Render every line of the records below as a numbered list, skipping blank lines and leaving out the pictures.

-------- ENTRIES --------

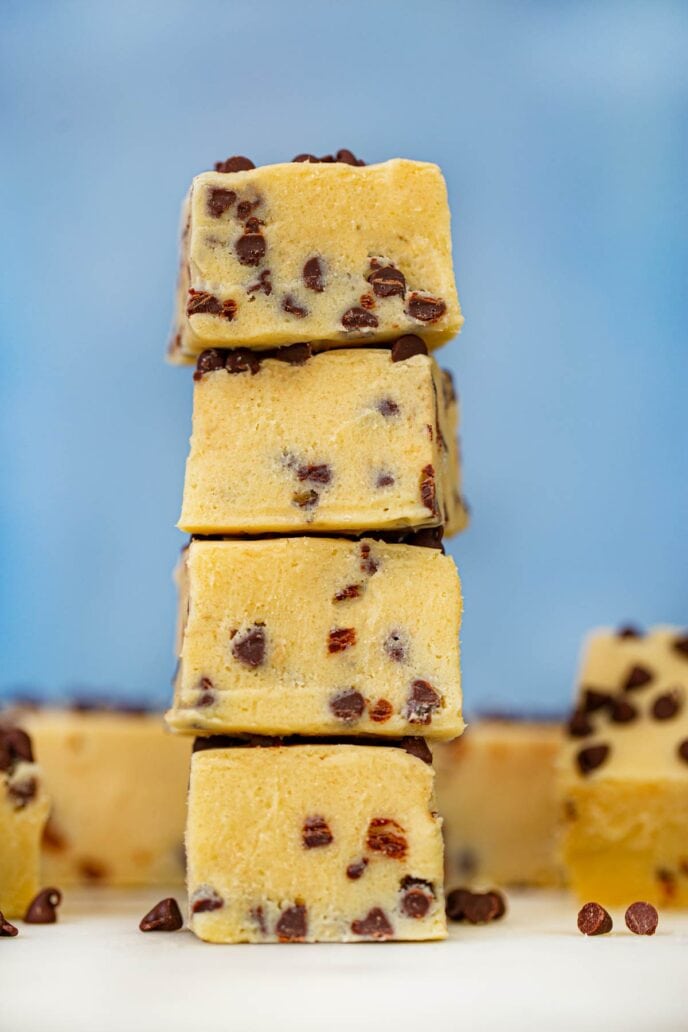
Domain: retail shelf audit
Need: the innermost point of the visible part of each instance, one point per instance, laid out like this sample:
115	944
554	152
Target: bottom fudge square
313	843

--------

■ **RESPONSE TO THE EXERCISE**:
1. Domain: retail shelf audit
2. Need: the innermost point of the visible part of each instance, one point per instance, laid out like this sample:
3. 115	944
4. 554	152
5. Target: bottom fudge square
6. 313	843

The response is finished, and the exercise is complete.